>> start EXTRACT PROVIDED

[Mono-devel-list] Patch to speed up String
Paolo Molaro
lupus at ximian.com
Thu Sep 9 04:38:09 EDT 2004
On 09/08/04 Andreas Nahr wrote:
> after some time I try again...
> Here is the first patch to speed up the String class by making it managed
> where possible.
It looks like the comments made earlier have not been addressed:
*) it will fail on architectures that require aligned reads/writes
*) it seems it won't handle the case where fixed is applied to an empty
array or to the last element+1 (like, when length to copy is 0)
A memcpy function like the one in the attached test is needed
(it needs testing and more optimizations for unaligned buffers):
we plan to use it in other parts of the system, too.
The can_unaligned flag could be a special icall that the jit recognizes
and turns into a constant.
lupus
--
-----------------------------------------------------------------
lupus at debian.org debian/rules
lupus at ximian.com Monkeys do it better
-------------- next part --------------
using System;
class T {
const bool can_unaligned = true;
static unsafe void memcpy4 (byte *dest, byte *src, int size) {
while (can_unaligned && size >= 32) {
// using long is better than int and slower than double
// FIXME: enable this only on correct alignment or on platforms
// that can tolerate unaligned reads/writes of doubles
((double*)dest) [0] = ((double*)src) [0];
((double*)dest) [1] = ((double*)src) [1];
((double*)dest) [2] = ((double*)src) [2];
((double*)dest) [3] = ((double*)src) [3];
dest += 32;
src += 32;
size -= 32;
}
while (size >= 16) {
((int*)dest) [0] = ((int*)src) [0];
((int*)dest) [1] = ((int*)src) [1];
((int*)dest) [2] = ((int*)src) [2];
((int*)dest) [3] = ((int*)src) [3];
dest += 16;
src += 16;
size -= 16;
}
while (size >= 4) {
((int*)dest) [0] = ((int*)src) [0];
dest += 4;
src += 4;
size -= 4;
}
while (size > 0) {
((byte*)dest) [0] = ((byte*)src) [0];
dest += 1;
src += 1;
--size;
}
}
static unsafe void memcpy2 (byte *dest, byte *src, int size) {
while (size >= 8) {
((short*)dest) [0] = ((short*)src) [0];
((short*)dest) [1] = ((short*)src) [1];
((short*)dest) [2] = ((short*)src) [2];
((short*)dest) [3] = ((short*)src) [3];
dest += 8;
src += 8;
size -= 8;
}
while (size >= 2) {
((short*)dest) [0] = ((short*)src) [0];
dest += 2;
src += 2;
size -= 2;
}
if (size > 0)

>> end EXTRACT PROVIDED

▶ **CHALLENGES**:
1 > Translate this sentence from the mailing-list post into Spanish: "The can_unaligned flag could be a special icall that the jit recognizes and turns into a constant."
2 > Reproduce the portion of the mailing-list post between "It looks like" and "into a constant.", inclusive.

>> start RECORDED INFORMATION

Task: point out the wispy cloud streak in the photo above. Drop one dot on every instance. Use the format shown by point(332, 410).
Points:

>> end RECORDED INFORMATION

▶ **TASK-BY-TASK SOLUTIONS**:
1 > El indicador can_unaligned podría ser una icall especial que el jit reconozca y convierta en una constante.

2 >
It looks like the comments made earlier have not been addressed:
*) it will fail on architectures that require aligned reads/writes
*) it seems it won't handle the case where fixed is applied to an empty
array or to the last element+1 (like, when length to copy is 0)
A memcpy function like the one in the attached test is needed
(it needs testing and more optimizations for unaligned buffers):
we plan to use it in other parts of the system, too.
The can_unaligned flag could be a special icall that the jit recognizes
and turns into a constant.